-- EXTRACTED MATERIAL --

..........

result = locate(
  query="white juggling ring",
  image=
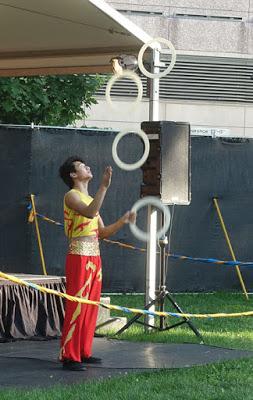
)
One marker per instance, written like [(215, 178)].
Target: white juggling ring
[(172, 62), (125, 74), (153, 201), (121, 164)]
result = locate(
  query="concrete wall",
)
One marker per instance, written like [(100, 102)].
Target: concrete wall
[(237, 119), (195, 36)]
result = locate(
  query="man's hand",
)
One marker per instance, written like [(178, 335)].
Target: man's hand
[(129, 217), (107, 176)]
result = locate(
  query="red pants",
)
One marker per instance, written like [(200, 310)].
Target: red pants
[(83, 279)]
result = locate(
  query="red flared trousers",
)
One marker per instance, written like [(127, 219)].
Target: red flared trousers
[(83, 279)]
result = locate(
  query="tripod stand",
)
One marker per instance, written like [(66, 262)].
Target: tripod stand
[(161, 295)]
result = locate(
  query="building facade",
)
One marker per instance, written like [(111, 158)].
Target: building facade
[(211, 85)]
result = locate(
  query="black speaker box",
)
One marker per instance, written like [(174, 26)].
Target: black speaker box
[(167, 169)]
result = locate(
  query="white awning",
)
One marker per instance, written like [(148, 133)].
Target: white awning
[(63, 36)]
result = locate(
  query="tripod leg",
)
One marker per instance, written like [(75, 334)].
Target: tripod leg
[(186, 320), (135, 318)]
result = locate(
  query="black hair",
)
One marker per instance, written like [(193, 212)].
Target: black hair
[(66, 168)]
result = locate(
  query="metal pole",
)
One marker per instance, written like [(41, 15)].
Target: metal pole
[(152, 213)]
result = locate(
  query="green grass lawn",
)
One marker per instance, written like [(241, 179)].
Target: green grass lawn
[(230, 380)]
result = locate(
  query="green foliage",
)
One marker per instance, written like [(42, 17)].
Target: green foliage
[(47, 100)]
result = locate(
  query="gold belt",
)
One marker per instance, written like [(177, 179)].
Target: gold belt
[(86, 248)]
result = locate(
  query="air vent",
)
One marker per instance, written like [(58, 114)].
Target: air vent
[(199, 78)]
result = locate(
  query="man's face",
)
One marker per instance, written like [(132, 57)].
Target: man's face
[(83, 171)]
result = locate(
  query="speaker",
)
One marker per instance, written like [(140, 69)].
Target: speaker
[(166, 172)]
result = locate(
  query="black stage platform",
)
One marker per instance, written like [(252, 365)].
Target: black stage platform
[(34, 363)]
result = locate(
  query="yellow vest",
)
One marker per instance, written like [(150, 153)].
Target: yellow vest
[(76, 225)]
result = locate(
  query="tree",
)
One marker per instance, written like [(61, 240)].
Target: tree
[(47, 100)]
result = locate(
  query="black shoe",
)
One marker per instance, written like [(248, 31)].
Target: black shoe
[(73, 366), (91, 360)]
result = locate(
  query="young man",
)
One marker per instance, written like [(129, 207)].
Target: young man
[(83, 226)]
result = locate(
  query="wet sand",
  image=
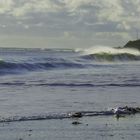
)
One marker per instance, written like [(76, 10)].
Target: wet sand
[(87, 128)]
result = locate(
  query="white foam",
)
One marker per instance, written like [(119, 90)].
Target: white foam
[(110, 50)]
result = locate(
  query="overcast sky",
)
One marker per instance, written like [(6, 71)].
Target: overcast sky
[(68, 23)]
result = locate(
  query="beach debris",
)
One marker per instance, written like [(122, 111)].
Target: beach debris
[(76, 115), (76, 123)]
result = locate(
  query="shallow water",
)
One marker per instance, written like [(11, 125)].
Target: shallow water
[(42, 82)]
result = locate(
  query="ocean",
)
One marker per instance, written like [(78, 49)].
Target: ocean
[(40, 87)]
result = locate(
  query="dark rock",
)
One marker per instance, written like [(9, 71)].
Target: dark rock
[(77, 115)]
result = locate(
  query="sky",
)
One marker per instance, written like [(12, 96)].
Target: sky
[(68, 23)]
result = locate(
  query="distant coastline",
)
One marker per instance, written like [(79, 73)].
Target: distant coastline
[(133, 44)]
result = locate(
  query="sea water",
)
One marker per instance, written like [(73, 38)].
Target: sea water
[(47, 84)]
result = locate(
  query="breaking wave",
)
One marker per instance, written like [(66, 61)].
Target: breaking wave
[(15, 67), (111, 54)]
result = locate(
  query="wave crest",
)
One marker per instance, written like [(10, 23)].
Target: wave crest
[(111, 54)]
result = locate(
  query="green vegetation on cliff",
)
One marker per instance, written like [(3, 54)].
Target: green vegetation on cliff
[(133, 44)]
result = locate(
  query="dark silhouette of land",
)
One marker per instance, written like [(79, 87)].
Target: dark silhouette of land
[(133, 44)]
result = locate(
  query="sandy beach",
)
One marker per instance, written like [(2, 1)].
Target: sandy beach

..........

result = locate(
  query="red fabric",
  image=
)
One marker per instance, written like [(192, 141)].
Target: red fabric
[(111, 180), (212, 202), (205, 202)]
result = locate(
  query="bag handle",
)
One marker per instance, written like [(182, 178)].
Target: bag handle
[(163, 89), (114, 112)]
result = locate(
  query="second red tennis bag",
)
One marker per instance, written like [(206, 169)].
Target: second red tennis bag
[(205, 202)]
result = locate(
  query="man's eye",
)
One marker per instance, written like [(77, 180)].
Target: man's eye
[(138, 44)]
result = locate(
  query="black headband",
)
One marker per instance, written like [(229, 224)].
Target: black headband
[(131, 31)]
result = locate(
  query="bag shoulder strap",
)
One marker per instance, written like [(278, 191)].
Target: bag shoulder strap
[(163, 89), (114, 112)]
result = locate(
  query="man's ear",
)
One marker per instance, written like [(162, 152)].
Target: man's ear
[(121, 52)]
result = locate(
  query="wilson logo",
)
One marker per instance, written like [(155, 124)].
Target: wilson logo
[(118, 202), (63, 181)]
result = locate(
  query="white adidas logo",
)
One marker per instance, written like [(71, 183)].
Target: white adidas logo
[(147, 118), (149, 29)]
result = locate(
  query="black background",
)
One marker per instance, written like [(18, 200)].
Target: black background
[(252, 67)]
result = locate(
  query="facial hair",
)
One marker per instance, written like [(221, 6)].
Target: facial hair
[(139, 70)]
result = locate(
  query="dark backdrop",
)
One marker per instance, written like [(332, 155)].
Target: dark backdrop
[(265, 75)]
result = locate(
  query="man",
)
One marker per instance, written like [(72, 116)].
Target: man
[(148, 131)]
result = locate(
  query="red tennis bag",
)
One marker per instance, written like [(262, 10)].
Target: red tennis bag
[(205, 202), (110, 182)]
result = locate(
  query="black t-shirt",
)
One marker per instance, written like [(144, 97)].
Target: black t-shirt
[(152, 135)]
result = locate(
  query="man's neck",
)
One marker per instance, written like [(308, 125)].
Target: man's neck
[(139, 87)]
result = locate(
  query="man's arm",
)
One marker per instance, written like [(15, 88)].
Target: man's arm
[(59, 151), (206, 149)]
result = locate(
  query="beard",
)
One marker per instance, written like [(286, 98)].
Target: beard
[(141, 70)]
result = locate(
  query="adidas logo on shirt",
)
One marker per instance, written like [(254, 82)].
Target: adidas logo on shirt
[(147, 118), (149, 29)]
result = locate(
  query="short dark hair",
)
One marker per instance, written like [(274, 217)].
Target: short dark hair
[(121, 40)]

..........

-- EXERCISE PROMPT --
From the data above, pull out every line that contains the string "shoulder". Case counts.

-- WORKED ANSWER --
  query="bag shoulder strap",
Target: bag shoulder strap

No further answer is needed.